### Work instructions
Write the next part of the article on occupational therapy activity ideas, picking up right after its final sentence.

### Selected passage

○ ○ ○ ○

Occupational therapy (OT) is hard work for professionals and patients alike. As an Occupational Therapy Assistant (OTA), you will utilize fun therapy interventions that will keep a diverse community of patients engaged, enjoying therapy, and building skills for activities of daily living (ADL). Here are 53 creative OT treatment ideas to add to your OT activity toolkit.

Occupational Therapy Ideas for Kids

Children’s ADL center around playing and learning. While it’s not all fun and games, pediatric OTAs gamify many therapeutic interventions. These pediatric OT treatment ideas are designed to keep kids both entertained and learning.

Occupational Therapy Games for Kids

1. Pictionary

Most children love drawing, and it’s a great OT fine motor activity.

2. Charades

Acting can develop fine and gross motor skills, and it gives children with different communication skills the opportunity to get a point across.

3. Role-playing

Role-playing encourages patients to communicate effectively and practice humor and assertiveness. You can practice using “I” statements, as well as prepare for challenging or stimulating settings like school, field trips, stores, and more.

4. Dress up

Kids love using their imaginations, and dressing up is a favorite OT idea for preschoolers. Dressing is also an important age-appropriate functional activity and an opportunity to work on motor skills.

5. Board games

Board games are great for communication, social skills, motor skills, reading, and more. You can also modify board games to suit your individual patient’s needs by customizing cards or the game’s rules.

6. Build with Legos or blocks

Not only do Legos and blocks encourage motor skills, they also can serve as a launch point for conversation practice. Kids love talking about their creations.

7. Fold paper airplanes

Folding paper airplanes or other origami activities is great for motor skill development. You can also make a game of trying to land the airplanes in a basket, experiment with different airplane designs, or see which airplanes can fly the farthest.

8. Phone games

There are some great phone games that walk children through OT exercises and can motivate them to keep learning and building strength.

○ ○ ○ ○

(Items listed in a dataset)
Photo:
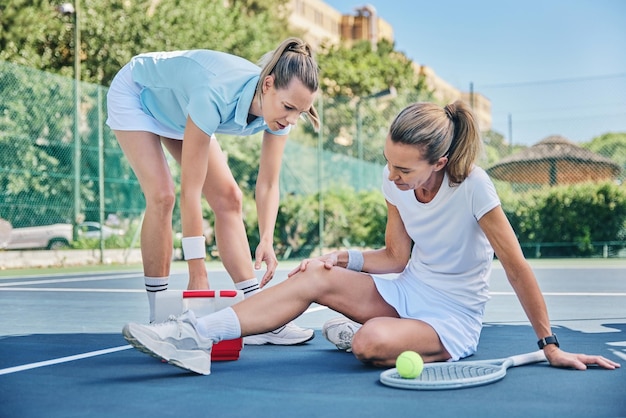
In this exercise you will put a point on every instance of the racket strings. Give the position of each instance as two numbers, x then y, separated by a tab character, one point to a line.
453	371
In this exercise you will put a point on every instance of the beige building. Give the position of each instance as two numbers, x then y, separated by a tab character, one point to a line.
322	23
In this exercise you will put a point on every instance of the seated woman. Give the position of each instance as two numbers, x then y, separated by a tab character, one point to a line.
444	223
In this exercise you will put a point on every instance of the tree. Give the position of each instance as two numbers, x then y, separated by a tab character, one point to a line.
36	35
351	75
611	145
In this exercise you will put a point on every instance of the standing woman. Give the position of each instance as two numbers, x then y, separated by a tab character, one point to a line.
178	101
444	223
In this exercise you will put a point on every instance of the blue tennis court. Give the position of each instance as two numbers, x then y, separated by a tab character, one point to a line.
62	355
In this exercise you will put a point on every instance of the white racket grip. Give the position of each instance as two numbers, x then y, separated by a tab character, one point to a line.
194	247
535	357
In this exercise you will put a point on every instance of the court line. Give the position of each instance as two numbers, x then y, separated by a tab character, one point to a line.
69	289
67	359
78	279
63	360
88	290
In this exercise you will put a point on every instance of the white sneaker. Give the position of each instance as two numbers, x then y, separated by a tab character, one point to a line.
176	341
340	331
289	334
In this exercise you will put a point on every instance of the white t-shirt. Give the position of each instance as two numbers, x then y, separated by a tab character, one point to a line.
451	253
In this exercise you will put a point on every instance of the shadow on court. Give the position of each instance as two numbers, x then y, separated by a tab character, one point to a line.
311	380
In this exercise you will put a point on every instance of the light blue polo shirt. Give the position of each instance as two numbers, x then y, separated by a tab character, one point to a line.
215	89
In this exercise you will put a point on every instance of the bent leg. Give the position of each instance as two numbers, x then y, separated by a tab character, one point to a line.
226	200
381	340
145	155
350	293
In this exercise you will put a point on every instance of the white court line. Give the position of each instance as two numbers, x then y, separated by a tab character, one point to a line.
62	289
79	279
91	353
62	360
600	294
87	290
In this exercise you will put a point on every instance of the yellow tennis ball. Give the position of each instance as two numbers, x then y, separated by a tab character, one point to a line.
409	365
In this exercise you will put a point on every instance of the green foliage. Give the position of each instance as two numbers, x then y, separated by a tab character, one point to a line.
582	214
350	219
35	34
611	145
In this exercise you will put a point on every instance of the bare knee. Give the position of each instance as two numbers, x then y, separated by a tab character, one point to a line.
162	201
316	280
369	344
229	201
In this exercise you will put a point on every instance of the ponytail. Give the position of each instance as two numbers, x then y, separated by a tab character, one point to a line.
292	58
449	132
466	145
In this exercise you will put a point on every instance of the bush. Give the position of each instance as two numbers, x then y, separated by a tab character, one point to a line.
581	214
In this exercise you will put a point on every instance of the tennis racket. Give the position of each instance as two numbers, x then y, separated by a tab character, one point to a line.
461	374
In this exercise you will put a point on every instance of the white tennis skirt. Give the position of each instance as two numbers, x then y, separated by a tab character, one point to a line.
458	328
124	110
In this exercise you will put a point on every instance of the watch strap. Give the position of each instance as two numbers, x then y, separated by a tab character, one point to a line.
548	340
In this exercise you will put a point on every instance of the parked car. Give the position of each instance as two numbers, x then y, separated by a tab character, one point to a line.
55	236
92	230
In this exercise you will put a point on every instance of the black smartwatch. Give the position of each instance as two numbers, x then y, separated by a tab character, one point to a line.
548	340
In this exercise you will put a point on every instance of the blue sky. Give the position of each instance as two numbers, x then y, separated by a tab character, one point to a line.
557	67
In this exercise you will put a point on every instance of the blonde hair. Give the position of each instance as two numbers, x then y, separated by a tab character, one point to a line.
292	58
450	132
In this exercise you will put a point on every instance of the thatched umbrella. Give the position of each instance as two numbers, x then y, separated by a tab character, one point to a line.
554	160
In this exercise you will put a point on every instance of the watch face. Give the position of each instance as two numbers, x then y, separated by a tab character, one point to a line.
548	340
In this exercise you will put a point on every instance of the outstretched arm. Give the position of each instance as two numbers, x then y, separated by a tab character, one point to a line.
519	273
267	201
390	259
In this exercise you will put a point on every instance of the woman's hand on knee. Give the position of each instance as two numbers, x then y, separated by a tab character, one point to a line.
328	260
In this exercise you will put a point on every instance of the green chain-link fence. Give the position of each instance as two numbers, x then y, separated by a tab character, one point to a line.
55	172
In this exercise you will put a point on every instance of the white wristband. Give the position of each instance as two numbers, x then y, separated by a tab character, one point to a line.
355	260
194	247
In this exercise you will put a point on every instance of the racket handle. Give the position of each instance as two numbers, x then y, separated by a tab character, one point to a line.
535	357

○ ○ ○ ○

### Result for this exercise
Sensory Engagement Ideas for Pediatric Occupational Therapy

9. Play doh

Play doh encourages motor skills and creativity. The texture also makes play doh a great OT tool for autistic kids who may have additional sensory needs.

10. Water balloons

Tossing water balloons is a kid favorite. So much so that it makes the challenge of filling and tying them worth it to some kids who struggle with fine motor skills.

11. Scratch and sniff sticker collage

When looking for sensory OT project ideas, don’t forget about smell! Scratch and sniff stickers are fun, easy, and can help kids practice putting words to smells.

12. Sensory bins or sandboxes

A sandbox or a big tub filled with beads, dried beans, rice, or other tactile materials can be calming for children. It’s an especially fun OT activity for autistic individuals or those with sensory processing disorder.

13. Taste test foods

Everyone loves snack time. Try taste testing foods that are sweet, salty, sour, and bitter, then give your pediatric OT patients the chance to describe the flavors.

14. Finger painting

Finger painting combines sensory play with creativity and self-expression, making it a great OT idea for preschoolers to older kids and beyond.

15. Confetti

Make confetti by tearing up paper, using a hole punch, and (if appropriate) practicing with scissors. You may even practice the functional skill of vacuuming or sweeping up after playtime is over.

16. Vibration for lip closure

Some children struggle to close their lips, which leads to excessive drooling. The simple touch of an oral motor tool can give them enough body awareness to close their lips.

17. Suck up animal crackers with straws

We’re back to snack time! This activity builds oral motor musculature, requires precision and concentration, and offers immediate sensory feedback.

18. Blowing bubbles

Bubble blowing also works on oral muscles. Plus, it’s delightful.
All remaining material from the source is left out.